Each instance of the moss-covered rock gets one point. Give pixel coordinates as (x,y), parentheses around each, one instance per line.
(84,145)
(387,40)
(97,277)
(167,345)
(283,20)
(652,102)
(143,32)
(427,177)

----

After reading the listing, copy it out exactly and in full.

Each instance of the moss-covered rock gets one point. Give pixel coordinates as (x,y), parentheses around each, one instance per line.
(84,145)
(387,40)
(97,277)
(167,345)
(283,20)
(652,102)
(143,32)
(427,177)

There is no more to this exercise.